## Exercise brief:
Given the listing below, reproduce all of it exactly.

## Records for this task:
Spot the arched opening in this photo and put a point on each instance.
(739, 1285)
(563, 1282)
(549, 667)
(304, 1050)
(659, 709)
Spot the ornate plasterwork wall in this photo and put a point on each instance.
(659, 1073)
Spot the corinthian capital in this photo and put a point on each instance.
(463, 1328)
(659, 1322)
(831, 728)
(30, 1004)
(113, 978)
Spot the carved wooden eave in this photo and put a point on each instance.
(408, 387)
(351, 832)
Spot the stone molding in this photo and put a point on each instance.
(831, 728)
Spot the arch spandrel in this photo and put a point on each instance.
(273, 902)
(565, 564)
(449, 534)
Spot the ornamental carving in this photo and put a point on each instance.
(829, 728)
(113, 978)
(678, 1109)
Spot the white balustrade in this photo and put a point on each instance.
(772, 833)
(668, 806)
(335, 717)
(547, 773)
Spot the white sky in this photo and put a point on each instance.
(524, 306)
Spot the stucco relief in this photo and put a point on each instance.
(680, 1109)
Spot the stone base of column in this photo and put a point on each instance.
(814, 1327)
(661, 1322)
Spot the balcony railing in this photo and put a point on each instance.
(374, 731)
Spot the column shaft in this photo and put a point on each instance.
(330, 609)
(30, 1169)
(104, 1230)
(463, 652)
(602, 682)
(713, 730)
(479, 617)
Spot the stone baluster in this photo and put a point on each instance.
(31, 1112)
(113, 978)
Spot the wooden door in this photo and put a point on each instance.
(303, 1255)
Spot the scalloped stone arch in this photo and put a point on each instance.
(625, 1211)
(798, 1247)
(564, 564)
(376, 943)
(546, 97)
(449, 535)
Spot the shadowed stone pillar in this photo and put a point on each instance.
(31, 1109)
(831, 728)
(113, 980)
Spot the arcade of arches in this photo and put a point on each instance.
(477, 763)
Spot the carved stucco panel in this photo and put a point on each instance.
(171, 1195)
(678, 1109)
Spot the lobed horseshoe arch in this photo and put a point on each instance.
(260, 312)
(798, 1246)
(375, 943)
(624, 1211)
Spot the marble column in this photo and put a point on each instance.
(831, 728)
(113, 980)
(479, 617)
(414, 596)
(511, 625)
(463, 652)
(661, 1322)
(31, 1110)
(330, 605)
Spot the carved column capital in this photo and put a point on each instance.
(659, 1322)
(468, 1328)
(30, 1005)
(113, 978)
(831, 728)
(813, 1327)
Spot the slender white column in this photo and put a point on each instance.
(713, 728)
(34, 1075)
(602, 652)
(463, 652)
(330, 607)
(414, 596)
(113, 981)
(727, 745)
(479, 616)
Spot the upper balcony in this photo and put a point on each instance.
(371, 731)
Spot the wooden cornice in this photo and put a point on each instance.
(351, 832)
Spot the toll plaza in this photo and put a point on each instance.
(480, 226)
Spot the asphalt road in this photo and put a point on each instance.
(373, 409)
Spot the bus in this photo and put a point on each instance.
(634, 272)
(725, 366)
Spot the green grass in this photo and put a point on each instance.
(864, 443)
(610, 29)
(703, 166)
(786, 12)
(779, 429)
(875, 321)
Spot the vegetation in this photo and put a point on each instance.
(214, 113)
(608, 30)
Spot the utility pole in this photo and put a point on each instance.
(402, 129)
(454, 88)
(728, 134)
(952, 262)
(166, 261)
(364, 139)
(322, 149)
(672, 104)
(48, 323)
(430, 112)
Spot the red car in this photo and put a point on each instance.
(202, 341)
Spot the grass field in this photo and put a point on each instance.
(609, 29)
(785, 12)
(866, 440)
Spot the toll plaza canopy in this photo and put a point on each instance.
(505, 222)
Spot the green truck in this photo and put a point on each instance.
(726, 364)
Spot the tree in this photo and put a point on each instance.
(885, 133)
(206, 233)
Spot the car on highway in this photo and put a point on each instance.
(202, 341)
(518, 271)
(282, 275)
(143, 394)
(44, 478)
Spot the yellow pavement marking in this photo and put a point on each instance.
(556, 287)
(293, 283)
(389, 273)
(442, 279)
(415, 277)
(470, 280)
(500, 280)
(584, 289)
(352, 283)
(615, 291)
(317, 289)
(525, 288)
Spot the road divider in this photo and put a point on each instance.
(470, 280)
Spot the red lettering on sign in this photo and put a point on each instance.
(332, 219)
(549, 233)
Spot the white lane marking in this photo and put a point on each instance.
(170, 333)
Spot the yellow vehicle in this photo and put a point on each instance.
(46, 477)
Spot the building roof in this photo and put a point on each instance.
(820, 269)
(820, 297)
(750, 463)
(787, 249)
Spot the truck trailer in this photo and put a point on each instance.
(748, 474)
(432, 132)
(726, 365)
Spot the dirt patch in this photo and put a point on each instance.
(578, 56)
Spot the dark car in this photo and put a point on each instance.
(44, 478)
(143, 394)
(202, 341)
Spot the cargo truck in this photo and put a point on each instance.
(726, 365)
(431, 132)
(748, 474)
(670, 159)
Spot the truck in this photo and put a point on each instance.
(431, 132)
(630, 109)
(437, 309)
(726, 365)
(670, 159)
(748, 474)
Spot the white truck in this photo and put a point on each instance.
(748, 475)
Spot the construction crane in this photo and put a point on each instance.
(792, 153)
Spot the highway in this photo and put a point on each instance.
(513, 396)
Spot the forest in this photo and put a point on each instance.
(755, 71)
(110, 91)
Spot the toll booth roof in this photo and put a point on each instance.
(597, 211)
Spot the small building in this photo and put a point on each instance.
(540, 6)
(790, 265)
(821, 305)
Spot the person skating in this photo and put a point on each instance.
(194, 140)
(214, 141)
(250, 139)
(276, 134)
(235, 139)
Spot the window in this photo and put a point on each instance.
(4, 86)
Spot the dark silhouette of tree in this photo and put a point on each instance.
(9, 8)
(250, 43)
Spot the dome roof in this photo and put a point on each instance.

## Response box:
Spot the arched opening in this photo and put a point on each instance.
(739, 1285)
(563, 1282)
(549, 667)
(304, 1050)
(659, 709)
Spot the ornate plasterwork wall in this photo and put a point on each instance.
(659, 1073)
Spot the corinthian capital in this photo and put a point on each instance.
(463, 1328)
(659, 1322)
(831, 728)
(30, 1004)
(113, 978)
Spot the carved wooden eave in this photo and put a point on each instance.
(408, 387)
(351, 832)
Spot the stone molding in this photo and put a point on each instance.
(831, 728)
Spot the arch spandrel in this photo and put a point on each instance.
(273, 902)
(565, 564)
(449, 534)
Spot the ornamental carving in this photo and put a point on each instance.
(829, 728)
(113, 978)
(678, 1109)
Spot the white balustrade in this photo and put a point on each instance.
(772, 833)
(668, 806)
(335, 717)
(547, 773)
Spot the white sky in this photo and put a point on each instance.
(524, 306)
Spot the stucco relief in this photo and put a point on each instance.
(680, 1109)
Spot the stone base of column in this photo and put a point on each instance.
(814, 1327)
(661, 1322)
Spot the balcony railing in this photo and put a point on each instance.
(374, 731)
Spot the column shaft in this photo and put a point on each instance.
(330, 609)
(30, 1169)
(104, 1230)
(463, 652)
(602, 682)
(713, 730)
(479, 617)
Spot the stone baluster in this photo and put a point on each instance.
(31, 1112)
(113, 978)
Spot the wooden door in this photo and put a point on each instance.
(303, 1255)
Spot the scalloped stone arch in this photo and put a point on each instance.
(625, 1211)
(798, 1247)
(564, 564)
(376, 943)
(546, 97)
(449, 535)
Spot the shadowed stone pillar in this photo and put a point on each instance.
(31, 1109)
(831, 728)
(113, 980)
Spot the arcade of arches in this photo and put a point on each instance.
(477, 763)
Spot the carved stucco panel in this photo and put a point on each instance.
(171, 1195)
(678, 1109)
Spot the lobed horseshoe arch in this photo and put a point on each instance.
(260, 312)
(798, 1246)
(375, 943)
(624, 1211)
Spot the marble column in this photo and put a point on each instance.
(831, 728)
(113, 980)
(479, 617)
(414, 596)
(511, 625)
(463, 652)
(661, 1322)
(31, 1110)
(330, 605)
Spot the carved column capital in this photo and put a point on each instance.
(659, 1322)
(468, 1328)
(30, 1005)
(113, 978)
(831, 728)
(813, 1327)
Spot the slender white column in this photo and put a point on each instance.
(713, 728)
(34, 1075)
(602, 652)
(463, 652)
(330, 607)
(414, 596)
(113, 981)
(727, 745)
(479, 616)
Spot the upper balcony in this photo and put a point on each instance.
(371, 731)
Spot the wooden cornice in this photo and put a point on each instance.
(351, 832)
Spot the toll plaza in this photo and put a point on each instance.
(480, 226)
Spot the asphalt road in this photo and put a point on each instance.
(373, 409)
Spot the bus in this photo and put a point on each instance.
(634, 272)
(725, 366)
Spot the green grass in this photo and put a point on each instance.
(864, 443)
(610, 29)
(703, 166)
(786, 12)
(779, 429)
(875, 321)
Spot the vegetation in this photo and put a point on each instance.
(214, 113)
(608, 30)
Spot the utility pole in this photo and put a point on each instance.
(402, 129)
(454, 88)
(728, 134)
(952, 262)
(166, 261)
(364, 139)
(322, 149)
(672, 104)
(48, 323)
(430, 112)
Spot the red car in this photo and put a point on each instance.
(202, 341)
Spot the grass field in this photo and put a point on each instance.
(609, 29)
(785, 12)
(866, 440)
Spot the toll plaza canopy in this photo and put a point on each instance.
(505, 222)
Spot the green truck in this photo and put a point on each instance.
(726, 364)
Spot the tree in this photo and put a point on each instance.
(885, 133)
(206, 233)
Spot the car on highway in this photo and put a point on each instance.
(202, 341)
(518, 271)
(282, 275)
(143, 394)
(44, 478)
Spot the yellow pavement marking in this photo and put a point on each instance.
(556, 287)
(293, 283)
(389, 273)
(442, 279)
(415, 277)
(470, 280)
(500, 280)
(584, 289)
(352, 283)
(615, 291)
(317, 289)
(525, 288)
Spot the road divider in this photo and put a point on each instance.
(470, 280)
Spot the red lettering on sign in this photo and put a point on each instance.
(332, 219)
(549, 233)
Spot the white lane marking in this photo and put a point on each instance.
(170, 333)
Spot the yellow vehicle in this photo and put a point on each instance.
(46, 477)
Spot the building roof in this photo and put a point on each instance.
(820, 269)
(820, 297)
(750, 463)
(787, 249)
Spot the truck trailer in this photo and put a point on each instance.
(748, 474)
(432, 132)
(726, 365)
Spot the dirt patch in this photo and put a point on each instance.
(578, 56)
Spot the dark car in this photo and put a point on each instance.
(44, 478)
(143, 394)
(202, 341)
Spot the cargo truck in this photo and put a point on each instance.
(726, 365)
(431, 132)
(748, 474)
(670, 159)
Spot the truck in this photo and put a point on each instance.
(431, 132)
(630, 109)
(437, 309)
(726, 365)
(670, 159)
(748, 474)
Spot the white truck in this photo and put a point on each instance.
(748, 475)
Spot the construction crane in this photo and put a point on each instance.
(792, 153)
Spot the highway in this photo and put a point on each instance.
(513, 396)
Spot the forest in this photo and put a point on each instance.
(755, 71)
(110, 91)
Spot the toll booth roof in this photo and put a point on each instance.
(597, 211)
Spot the small building in this photo and put a point on each instance.
(540, 6)
(790, 265)
(821, 305)
Spot the person skating in this photo and put a point on each instance.
(194, 140)
(214, 141)
(250, 139)
(276, 134)
(235, 139)
Spot the window in this photo and put a point on each instance.
(4, 86)
Spot the dark silhouette of tree in this photo and put a point on each instance.
(9, 8)
(250, 43)
Spot the dome roof in this photo and put a point on each instance.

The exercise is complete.